* **What you are asked to do**
Output exactly the lines that run from the line with "Target: brick apartment building" to the end of the material, both ends included, and no other lines.
━━ Dataset rows
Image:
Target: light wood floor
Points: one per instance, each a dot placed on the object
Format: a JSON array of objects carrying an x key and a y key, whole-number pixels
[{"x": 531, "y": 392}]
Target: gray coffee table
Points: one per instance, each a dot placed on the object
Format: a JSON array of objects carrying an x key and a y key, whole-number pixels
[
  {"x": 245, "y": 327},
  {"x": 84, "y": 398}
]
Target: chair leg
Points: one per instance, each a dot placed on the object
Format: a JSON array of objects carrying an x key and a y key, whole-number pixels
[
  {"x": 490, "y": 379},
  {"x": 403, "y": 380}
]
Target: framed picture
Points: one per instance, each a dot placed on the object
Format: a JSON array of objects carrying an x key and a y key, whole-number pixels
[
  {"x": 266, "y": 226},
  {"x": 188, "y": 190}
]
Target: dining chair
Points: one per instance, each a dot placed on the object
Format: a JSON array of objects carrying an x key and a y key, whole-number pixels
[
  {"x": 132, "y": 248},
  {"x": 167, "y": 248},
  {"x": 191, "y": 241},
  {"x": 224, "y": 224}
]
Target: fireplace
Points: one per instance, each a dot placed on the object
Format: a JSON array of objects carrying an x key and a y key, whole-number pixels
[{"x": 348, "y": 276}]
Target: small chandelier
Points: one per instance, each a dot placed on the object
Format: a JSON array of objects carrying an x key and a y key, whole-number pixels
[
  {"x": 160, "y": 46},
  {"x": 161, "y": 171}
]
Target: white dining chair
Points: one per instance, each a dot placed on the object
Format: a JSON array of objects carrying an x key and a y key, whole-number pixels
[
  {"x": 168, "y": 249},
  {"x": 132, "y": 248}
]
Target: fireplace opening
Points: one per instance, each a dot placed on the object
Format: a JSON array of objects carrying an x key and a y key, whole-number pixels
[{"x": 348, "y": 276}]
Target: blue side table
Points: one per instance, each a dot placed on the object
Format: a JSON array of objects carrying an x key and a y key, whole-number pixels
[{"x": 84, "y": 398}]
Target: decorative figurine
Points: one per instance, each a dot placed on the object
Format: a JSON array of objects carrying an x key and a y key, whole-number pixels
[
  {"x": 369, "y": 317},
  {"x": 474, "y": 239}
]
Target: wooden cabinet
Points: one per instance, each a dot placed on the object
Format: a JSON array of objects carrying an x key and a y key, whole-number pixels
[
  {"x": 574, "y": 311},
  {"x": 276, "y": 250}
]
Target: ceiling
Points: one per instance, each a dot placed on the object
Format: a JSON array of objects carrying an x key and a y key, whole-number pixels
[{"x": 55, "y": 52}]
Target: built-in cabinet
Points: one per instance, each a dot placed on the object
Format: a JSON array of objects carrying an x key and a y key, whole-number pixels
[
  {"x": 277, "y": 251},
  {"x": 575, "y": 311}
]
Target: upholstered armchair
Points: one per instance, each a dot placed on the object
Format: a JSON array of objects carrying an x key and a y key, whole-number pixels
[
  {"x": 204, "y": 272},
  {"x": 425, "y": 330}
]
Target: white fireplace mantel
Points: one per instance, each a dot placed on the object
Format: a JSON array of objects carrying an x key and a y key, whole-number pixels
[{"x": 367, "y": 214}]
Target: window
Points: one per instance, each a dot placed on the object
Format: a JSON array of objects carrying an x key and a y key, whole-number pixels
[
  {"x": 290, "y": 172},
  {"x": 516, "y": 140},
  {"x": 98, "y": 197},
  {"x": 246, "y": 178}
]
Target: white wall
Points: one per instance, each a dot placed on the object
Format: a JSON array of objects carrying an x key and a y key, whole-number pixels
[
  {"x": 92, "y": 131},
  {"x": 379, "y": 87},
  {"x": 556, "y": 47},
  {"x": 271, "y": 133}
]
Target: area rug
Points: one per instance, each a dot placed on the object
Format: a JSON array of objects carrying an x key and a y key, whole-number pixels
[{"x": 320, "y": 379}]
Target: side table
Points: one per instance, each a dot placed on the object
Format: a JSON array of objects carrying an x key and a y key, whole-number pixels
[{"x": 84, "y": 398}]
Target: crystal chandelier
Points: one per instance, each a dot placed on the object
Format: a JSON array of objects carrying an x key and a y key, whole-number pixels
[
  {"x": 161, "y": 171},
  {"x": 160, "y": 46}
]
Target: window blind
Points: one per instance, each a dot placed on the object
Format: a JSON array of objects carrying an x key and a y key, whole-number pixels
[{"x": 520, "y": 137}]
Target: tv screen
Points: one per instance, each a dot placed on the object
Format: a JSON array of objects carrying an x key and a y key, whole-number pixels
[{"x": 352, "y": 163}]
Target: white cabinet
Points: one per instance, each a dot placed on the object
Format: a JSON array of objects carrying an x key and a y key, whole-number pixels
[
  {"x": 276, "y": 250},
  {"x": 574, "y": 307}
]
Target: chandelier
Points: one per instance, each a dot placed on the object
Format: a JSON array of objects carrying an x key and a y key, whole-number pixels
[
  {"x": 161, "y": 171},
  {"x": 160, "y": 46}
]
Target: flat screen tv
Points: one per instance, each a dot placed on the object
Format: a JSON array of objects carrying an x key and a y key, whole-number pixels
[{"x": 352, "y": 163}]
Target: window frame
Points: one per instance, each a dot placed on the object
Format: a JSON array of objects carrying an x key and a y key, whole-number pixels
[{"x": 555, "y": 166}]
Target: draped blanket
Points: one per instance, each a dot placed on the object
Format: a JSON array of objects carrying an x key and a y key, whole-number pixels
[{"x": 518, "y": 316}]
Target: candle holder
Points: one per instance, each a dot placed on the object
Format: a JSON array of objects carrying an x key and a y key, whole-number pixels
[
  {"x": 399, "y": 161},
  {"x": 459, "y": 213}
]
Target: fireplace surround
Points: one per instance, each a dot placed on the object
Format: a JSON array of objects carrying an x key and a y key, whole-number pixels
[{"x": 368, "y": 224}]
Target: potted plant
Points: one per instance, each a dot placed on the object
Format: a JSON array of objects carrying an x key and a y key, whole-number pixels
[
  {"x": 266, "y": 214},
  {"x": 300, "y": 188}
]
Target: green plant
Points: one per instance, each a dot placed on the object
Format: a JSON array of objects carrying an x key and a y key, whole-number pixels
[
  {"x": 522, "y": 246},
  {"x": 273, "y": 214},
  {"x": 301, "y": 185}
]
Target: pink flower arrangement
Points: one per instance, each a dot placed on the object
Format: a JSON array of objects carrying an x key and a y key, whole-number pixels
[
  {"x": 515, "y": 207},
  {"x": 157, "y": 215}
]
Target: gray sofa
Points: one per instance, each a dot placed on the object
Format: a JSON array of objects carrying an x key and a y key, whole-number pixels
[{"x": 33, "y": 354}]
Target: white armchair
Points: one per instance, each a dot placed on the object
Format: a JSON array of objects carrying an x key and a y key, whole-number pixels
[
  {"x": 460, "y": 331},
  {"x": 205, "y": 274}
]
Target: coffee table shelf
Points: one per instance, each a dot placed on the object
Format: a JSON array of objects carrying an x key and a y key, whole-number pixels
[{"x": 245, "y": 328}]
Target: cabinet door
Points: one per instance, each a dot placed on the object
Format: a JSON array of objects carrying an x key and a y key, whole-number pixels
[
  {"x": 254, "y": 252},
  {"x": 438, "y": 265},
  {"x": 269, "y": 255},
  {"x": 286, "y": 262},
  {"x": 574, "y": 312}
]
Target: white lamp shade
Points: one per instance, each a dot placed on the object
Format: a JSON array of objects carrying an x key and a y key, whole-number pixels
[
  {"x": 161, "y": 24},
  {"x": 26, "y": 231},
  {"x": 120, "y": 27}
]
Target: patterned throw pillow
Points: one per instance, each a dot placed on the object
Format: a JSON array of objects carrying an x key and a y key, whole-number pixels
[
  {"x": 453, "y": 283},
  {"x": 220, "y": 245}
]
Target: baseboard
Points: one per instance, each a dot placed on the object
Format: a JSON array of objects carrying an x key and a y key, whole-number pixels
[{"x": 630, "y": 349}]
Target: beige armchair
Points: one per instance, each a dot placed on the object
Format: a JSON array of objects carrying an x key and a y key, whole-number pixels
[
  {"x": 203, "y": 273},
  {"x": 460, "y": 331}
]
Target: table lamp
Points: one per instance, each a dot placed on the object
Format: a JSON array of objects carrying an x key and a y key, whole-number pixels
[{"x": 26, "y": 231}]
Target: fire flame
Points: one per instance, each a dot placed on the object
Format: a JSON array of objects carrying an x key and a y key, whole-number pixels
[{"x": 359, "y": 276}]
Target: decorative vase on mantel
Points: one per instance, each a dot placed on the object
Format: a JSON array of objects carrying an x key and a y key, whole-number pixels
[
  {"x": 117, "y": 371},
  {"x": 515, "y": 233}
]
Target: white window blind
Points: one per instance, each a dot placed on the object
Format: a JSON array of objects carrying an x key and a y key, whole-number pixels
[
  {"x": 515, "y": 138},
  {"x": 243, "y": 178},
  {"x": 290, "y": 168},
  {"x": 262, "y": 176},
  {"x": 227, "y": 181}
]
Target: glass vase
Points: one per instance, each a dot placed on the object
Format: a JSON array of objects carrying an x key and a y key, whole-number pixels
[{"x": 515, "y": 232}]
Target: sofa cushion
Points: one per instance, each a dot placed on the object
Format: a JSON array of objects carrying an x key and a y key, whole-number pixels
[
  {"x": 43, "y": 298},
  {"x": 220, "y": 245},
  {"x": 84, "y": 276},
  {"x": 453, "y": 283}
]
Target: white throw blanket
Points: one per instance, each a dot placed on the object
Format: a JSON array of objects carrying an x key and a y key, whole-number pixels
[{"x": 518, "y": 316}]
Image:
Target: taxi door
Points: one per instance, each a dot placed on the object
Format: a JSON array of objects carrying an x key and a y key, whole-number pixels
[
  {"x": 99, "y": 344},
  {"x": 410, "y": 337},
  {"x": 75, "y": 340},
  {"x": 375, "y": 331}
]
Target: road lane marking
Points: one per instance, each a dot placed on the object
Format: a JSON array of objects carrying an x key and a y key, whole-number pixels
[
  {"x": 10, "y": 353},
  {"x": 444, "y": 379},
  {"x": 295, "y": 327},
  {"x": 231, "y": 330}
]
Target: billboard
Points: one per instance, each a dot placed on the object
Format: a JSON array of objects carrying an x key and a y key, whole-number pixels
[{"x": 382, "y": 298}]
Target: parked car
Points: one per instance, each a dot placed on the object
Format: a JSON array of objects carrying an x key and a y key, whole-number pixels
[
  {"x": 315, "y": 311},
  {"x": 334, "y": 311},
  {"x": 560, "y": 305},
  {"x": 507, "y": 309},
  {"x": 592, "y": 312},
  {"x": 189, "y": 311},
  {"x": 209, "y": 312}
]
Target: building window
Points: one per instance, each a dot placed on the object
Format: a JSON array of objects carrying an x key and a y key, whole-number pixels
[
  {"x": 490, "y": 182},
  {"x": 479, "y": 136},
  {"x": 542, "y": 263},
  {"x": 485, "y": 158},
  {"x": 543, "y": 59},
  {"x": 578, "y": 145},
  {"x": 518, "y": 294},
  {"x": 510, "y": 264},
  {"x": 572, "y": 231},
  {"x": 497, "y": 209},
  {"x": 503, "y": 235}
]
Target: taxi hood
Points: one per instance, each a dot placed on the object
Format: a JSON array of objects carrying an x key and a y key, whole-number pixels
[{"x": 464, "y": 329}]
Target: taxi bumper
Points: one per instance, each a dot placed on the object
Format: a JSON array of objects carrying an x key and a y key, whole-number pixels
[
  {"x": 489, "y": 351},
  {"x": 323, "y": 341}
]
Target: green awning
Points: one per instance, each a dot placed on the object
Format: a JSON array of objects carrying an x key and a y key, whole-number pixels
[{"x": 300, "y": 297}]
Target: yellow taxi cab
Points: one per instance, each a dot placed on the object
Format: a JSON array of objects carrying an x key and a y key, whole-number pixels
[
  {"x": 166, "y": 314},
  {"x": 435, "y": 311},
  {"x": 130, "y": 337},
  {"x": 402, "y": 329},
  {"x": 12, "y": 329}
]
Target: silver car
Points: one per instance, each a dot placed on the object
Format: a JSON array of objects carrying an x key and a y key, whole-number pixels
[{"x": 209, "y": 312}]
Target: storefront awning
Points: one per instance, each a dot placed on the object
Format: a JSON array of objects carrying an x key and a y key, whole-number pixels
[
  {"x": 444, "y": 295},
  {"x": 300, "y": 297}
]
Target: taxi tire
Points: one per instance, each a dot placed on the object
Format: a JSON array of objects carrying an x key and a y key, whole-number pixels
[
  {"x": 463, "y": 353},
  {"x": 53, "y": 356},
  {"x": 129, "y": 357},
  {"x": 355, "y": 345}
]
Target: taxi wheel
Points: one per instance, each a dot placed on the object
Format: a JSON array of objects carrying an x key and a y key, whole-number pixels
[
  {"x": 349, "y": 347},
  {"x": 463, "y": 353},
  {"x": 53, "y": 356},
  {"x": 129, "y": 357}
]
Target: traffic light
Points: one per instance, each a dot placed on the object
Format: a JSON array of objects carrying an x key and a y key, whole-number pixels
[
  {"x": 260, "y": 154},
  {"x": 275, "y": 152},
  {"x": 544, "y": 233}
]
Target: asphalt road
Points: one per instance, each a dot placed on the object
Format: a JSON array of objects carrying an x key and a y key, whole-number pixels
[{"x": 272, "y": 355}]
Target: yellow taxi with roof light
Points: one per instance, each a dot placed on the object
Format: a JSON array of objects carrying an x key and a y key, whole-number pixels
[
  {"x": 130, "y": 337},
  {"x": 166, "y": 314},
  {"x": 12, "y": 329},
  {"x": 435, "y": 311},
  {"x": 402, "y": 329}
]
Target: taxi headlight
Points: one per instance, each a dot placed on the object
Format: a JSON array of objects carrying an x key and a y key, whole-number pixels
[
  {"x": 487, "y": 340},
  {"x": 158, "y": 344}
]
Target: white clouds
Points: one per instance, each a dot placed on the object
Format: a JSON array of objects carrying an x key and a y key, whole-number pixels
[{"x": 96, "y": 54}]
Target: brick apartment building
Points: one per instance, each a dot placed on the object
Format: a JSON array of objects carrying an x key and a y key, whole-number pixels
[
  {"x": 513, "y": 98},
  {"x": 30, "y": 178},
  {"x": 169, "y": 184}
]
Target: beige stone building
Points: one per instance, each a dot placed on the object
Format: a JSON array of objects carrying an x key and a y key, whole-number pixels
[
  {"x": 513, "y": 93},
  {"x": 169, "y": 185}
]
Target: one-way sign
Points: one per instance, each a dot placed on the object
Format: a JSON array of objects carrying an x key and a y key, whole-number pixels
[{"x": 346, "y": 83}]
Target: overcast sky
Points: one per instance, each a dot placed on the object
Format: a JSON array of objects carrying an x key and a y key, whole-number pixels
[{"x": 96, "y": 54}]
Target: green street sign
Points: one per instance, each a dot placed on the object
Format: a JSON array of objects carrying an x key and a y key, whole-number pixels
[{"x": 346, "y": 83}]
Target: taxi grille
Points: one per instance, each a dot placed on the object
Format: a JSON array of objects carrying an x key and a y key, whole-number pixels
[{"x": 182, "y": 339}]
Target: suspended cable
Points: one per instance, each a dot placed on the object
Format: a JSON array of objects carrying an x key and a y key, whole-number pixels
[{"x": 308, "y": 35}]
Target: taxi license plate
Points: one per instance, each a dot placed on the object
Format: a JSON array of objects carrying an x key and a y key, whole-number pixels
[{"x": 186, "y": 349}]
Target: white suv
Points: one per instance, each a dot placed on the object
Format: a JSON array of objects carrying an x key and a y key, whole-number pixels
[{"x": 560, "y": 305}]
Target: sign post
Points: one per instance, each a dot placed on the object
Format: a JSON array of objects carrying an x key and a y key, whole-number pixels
━━━━
* **Problem solution**
Target: brick apartment building
Points: one per instance, each a dot placed on the object
Format: a JSON array of objects carrying an x key and a y key, whole-number pixels
[
  {"x": 513, "y": 98},
  {"x": 30, "y": 178},
  {"x": 169, "y": 184}
]
Target: beige stone building
Points: one per instance, each a dot placed on the object
Format: a JSON array of objects carrying an x key and a y key, whole-number pixels
[
  {"x": 513, "y": 93},
  {"x": 169, "y": 185}
]
Target: one-way sign
Points: one per instance, each a dot placed on the object
Format: a JSON array of objects carrying an x key and a y key, whole-number pixels
[{"x": 346, "y": 83}]
Target: overcast sky
Points: one per instance, each a dot placed on the object
Format: a JSON array of objects carrying an x key and a y key, whole-number pixels
[{"x": 96, "y": 54}]
Target: green street sign
Points: one per instance, each a dot placed on the object
Format: a JSON array of objects carrying an x key and a y key, whole-number pixels
[{"x": 346, "y": 83}]
Target: taxi grille
Points: one per instance, each a dot placed on the object
Format: a JSON array of objects carrying an x key and a y key, whole-number pixels
[{"x": 182, "y": 339}]
Target: suspended cable
Points: one per instance, each a dot placed on the object
Format: a JSON array of objects carrying an x key and a y key, whole-number pixels
[{"x": 308, "y": 35}]
Target: taxi license plate
Points: one per instance, each a dot placed on the object
Format: a JSON array of objects carrying an x key and a y key, whole-number pixels
[{"x": 186, "y": 349}]
Target: white suv
Points: one per instance, each a dot placed on the object
Format: a JSON array of objects carrying an x key and a y key, whole-number pixels
[{"x": 560, "y": 305}]
Target: sign post
Points: one per instance, each a dot placed on the object
Format: a JSON array of objects carrying an x key and a y key, whole-number pixels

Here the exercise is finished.